- Given instruction -
Place every line of all the entries below into a JSON list of strings, one string per line, and omit any blank lines.

- Records -
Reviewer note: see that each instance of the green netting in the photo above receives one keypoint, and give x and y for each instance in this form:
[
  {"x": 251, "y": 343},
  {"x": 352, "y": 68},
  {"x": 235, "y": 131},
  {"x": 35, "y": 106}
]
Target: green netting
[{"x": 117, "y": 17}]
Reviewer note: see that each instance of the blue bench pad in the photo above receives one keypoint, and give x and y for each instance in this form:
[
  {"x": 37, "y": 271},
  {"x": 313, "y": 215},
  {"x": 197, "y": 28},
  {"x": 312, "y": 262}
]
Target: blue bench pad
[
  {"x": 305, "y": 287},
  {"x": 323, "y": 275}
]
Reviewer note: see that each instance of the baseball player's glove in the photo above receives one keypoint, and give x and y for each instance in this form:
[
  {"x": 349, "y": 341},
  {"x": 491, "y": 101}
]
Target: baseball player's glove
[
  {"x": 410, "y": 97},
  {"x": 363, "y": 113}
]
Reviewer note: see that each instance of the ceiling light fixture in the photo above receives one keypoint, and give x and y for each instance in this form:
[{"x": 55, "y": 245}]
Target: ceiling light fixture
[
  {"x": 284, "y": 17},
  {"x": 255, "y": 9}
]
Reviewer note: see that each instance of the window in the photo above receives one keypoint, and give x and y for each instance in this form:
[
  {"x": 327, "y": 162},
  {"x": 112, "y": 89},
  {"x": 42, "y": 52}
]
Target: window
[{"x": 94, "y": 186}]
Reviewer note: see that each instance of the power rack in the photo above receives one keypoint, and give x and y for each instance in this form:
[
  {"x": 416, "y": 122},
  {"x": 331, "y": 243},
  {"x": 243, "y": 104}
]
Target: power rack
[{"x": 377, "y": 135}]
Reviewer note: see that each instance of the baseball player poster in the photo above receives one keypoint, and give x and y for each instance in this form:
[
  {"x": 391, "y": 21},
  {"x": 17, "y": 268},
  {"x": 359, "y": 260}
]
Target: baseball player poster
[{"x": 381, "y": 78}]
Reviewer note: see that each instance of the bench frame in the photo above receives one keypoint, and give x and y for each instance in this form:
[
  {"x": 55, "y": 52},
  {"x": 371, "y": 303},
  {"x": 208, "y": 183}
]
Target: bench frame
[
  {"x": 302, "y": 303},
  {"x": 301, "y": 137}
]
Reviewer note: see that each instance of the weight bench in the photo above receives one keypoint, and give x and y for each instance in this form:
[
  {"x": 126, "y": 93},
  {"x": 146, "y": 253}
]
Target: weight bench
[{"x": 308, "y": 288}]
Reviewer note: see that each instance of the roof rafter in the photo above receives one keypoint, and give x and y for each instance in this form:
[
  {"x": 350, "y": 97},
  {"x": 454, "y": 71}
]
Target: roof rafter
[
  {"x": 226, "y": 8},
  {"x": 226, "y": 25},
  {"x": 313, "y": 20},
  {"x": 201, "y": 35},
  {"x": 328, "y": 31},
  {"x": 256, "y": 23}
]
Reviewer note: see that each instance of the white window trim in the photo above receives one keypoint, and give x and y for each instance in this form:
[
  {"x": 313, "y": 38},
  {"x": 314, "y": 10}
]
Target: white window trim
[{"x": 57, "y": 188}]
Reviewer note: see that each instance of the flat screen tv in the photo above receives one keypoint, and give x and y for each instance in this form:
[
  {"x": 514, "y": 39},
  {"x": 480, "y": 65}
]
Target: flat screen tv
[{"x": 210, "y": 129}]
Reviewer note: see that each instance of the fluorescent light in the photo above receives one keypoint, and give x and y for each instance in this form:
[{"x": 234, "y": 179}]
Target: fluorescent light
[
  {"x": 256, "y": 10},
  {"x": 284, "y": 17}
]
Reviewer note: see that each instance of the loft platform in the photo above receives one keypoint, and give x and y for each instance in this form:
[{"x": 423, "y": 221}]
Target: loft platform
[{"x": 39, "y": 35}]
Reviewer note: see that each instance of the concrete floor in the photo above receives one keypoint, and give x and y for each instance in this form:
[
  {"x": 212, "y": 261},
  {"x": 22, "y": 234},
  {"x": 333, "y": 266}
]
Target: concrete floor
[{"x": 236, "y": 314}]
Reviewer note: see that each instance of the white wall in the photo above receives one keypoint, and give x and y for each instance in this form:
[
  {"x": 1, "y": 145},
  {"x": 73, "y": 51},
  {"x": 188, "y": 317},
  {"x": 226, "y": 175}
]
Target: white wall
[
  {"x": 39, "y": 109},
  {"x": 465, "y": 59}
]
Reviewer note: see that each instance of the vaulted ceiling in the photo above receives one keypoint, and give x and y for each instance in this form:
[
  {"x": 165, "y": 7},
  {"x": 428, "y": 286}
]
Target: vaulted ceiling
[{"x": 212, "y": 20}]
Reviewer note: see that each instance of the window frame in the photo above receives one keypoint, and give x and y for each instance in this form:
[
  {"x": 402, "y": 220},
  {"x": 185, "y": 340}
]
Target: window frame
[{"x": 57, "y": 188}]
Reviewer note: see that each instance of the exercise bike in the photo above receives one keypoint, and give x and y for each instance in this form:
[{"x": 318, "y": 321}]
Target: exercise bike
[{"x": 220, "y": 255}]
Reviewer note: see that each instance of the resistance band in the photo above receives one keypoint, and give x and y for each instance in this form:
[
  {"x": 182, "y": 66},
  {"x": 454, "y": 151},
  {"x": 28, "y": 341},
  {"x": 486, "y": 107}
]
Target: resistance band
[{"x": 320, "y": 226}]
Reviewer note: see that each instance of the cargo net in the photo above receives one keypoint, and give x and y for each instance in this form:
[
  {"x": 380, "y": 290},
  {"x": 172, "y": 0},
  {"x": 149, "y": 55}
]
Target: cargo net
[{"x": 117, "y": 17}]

- Correct answer -
[
  "Reviewer note: see that each instance of the green netting in the photo above receives one keypoint, and give x and y for each instance in this form:",
  "[",
  "  {\"x\": 251, \"y\": 343},",
  "  {\"x\": 352, \"y\": 68},",
  "  {\"x\": 235, \"y\": 131},",
  "  {\"x\": 35, \"y\": 106}",
  "]",
  "Target: green netting",
  "[{\"x\": 117, \"y\": 17}]",
  "Reviewer note: see that each instance of the blue bench pad in the photo above receives one keypoint, and give x and y for each instance in this form:",
  "[",
  "  {\"x\": 37, \"y\": 271},",
  "  {\"x\": 313, \"y\": 215},",
  "  {\"x\": 197, \"y\": 28},",
  "  {\"x\": 312, \"y\": 262}",
  "]",
  "Target: blue bench pad",
  "[",
  "  {\"x\": 305, \"y\": 287},",
  "  {\"x\": 323, \"y\": 275}",
  "]",
  "Reviewer note: see that each instance of the baseball player's glove in the photo above receives one keypoint, and give x and y for each instance in this form:",
  "[",
  "  {\"x\": 349, \"y\": 341},",
  "  {\"x\": 491, \"y\": 101}",
  "]",
  "Target: baseball player's glove",
  "[",
  "  {\"x\": 410, \"y\": 97},",
  "  {\"x\": 363, \"y\": 113}",
  "]",
  "Reviewer note: see that each instance of the ceiling light fixture in the photo above receives one keypoint, and give x and y for each instance in this form:",
  "[{\"x\": 55, \"y\": 245}]",
  "Target: ceiling light fixture",
  "[",
  "  {\"x\": 284, \"y\": 17},",
  "  {\"x\": 255, \"y\": 9}",
  "]",
  "Reviewer note: see that each instance of the window in the photo above receives one keypoint, and give x and y for each instance in this form:",
  "[",
  "  {\"x\": 327, \"y\": 162},",
  "  {\"x\": 112, \"y\": 89},",
  "  {\"x\": 42, \"y\": 52}",
  "]",
  "Target: window",
  "[{\"x\": 94, \"y\": 186}]",
  "Reviewer note: see that each instance of the power rack in the photo above receives one keypoint, and give x and y for each instance in this form:",
  "[",
  "  {\"x\": 416, \"y\": 122},",
  "  {\"x\": 331, \"y\": 243},",
  "  {\"x\": 243, \"y\": 104}",
  "]",
  "Target: power rack",
  "[{\"x\": 377, \"y\": 135}]",
  "Reviewer note: see that each instance of the baseball player poster in the photo above receives one keypoint, and give x and y for each instance in this form:",
  "[",
  "  {\"x\": 391, \"y\": 21},",
  "  {\"x\": 17, \"y\": 268},",
  "  {\"x\": 359, \"y\": 260}",
  "]",
  "Target: baseball player poster",
  "[{\"x\": 381, \"y\": 78}]",
  "Reviewer note: see that each instance of the bench frame in the photo above receives one keypoint, and give x and y for each instance in this form:",
  "[",
  "  {\"x\": 55, \"y\": 52},",
  "  {\"x\": 371, \"y\": 303},",
  "  {\"x\": 208, \"y\": 183}",
  "]",
  "Target: bench frame",
  "[",
  "  {\"x\": 302, \"y\": 303},",
  "  {\"x\": 301, \"y\": 137}",
  "]",
  "Reviewer note: see that each instance of the weight bench in the photo above receives one keypoint, and give x and y for each instance in this form:",
  "[",
  "  {\"x\": 126, \"y\": 93},",
  "  {\"x\": 146, \"y\": 253}",
  "]",
  "Target: weight bench",
  "[{\"x\": 308, \"y\": 288}]",
  "Reviewer note: see that each instance of the roof rafter in the photo above receives one keypoint, and give x and y for each instance in this form:",
  "[",
  "  {\"x\": 350, \"y\": 97},",
  "  {\"x\": 454, \"y\": 71}",
  "]",
  "Target: roof rafter",
  "[",
  "  {\"x\": 226, \"y\": 8},",
  "  {\"x\": 226, \"y\": 25},",
  "  {\"x\": 313, \"y\": 20},",
  "  {\"x\": 201, \"y\": 35},",
  "  {\"x\": 328, \"y\": 31},",
  "  {\"x\": 256, \"y\": 23}",
  "]",
  "Reviewer note: see that each instance of the white window trim in the photo above receives one keypoint, and give x and y for each instance in this form:",
  "[",
  "  {\"x\": 313, \"y\": 38},",
  "  {\"x\": 314, \"y\": 10}",
  "]",
  "Target: white window trim",
  "[{\"x\": 57, \"y\": 188}]",
  "Reviewer note: see that each instance of the flat screen tv in the photo above receives one keypoint, and give x and y for each instance in this form:",
  "[",
  "  {\"x\": 514, \"y\": 39},",
  "  {\"x\": 480, \"y\": 65}",
  "]",
  "Target: flat screen tv",
  "[{\"x\": 210, \"y\": 129}]",
  "Reviewer note: see that each instance of the fluorescent light in the photo above receives one keypoint, and give x and y for each instance in this form:",
  "[{\"x\": 234, \"y\": 179}]",
  "Target: fluorescent light",
  "[",
  "  {\"x\": 256, \"y\": 10},",
  "  {\"x\": 284, \"y\": 17}",
  "]",
  "Reviewer note: see that each instance of the loft platform in the photo above receives one keypoint, and give x and y for each instance in this form:",
  "[{\"x\": 423, \"y\": 221}]",
  "Target: loft platform",
  "[{\"x\": 39, \"y\": 35}]",
  "Reviewer note: see that each instance of the concrete floor in the photo above receives one keypoint, and give x and y for each instance in this form:",
  "[",
  "  {\"x\": 212, \"y\": 261},",
  "  {\"x\": 22, \"y\": 234},",
  "  {\"x\": 333, \"y\": 266}",
  "]",
  "Target: concrete floor",
  "[{\"x\": 236, \"y\": 314}]",
  "Reviewer note: see that each instance of the white wall in the photo above receives one keypoint, and give x and y for each instance in this form:",
  "[",
  "  {\"x\": 1, \"y\": 145},",
  "  {\"x\": 73, \"y\": 51},",
  "  {\"x\": 188, \"y\": 317},",
  "  {\"x\": 226, \"y\": 175}",
  "]",
  "Target: white wall",
  "[",
  "  {\"x\": 39, \"y\": 109},",
  "  {\"x\": 465, \"y\": 59}",
  "]",
  "Reviewer note: see that each instance of the vaulted ceiling in the photo above receives one keypoint, and give x and y for each instance in this form:",
  "[",
  "  {\"x\": 165, \"y\": 7},",
  "  {\"x\": 428, \"y\": 286}",
  "]",
  "Target: vaulted ceiling",
  "[{\"x\": 212, \"y\": 20}]",
  "Reviewer note: see that each instance of the window frame in the photo above receives one keypoint, and give x and y for each instance in this form:",
  "[",
  "  {\"x\": 402, \"y\": 220},",
  "  {\"x\": 185, \"y\": 340}",
  "]",
  "Target: window frame",
  "[{\"x\": 57, \"y\": 188}]",
  "Reviewer note: see that each instance of the exercise bike in the photo above receives one keypoint, and give x and y for each instance in this form:",
  "[{\"x\": 318, \"y\": 321}]",
  "Target: exercise bike",
  "[{\"x\": 220, \"y\": 255}]",
  "Reviewer note: see that each instance of the resistance band in the photo above receives one keypoint, and give x and y for each instance in this form:",
  "[",
  "  {\"x\": 182, \"y\": 66},",
  "  {\"x\": 454, \"y\": 151},",
  "  {\"x\": 28, \"y\": 341},",
  "  {\"x\": 486, \"y\": 107}",
  "]",
  "Target: resistance band",
  "[{\"x\": 320, \"y\": 226}]",
  "Reviewer note: see that each instance of the cargo net in the photo above receives one keypoint, and give x and y for each instance in this form:",
  "[",
  "  {\"x\": 380, \"y\": 290},",
  "  {\"x\": 172, \"y\": 0},",
  "  {\"x\": 149, \"y\": 55}",
  "]",
  "Target: cargo net",
  "[{\"x\": 117, \"y\": 17}]"
]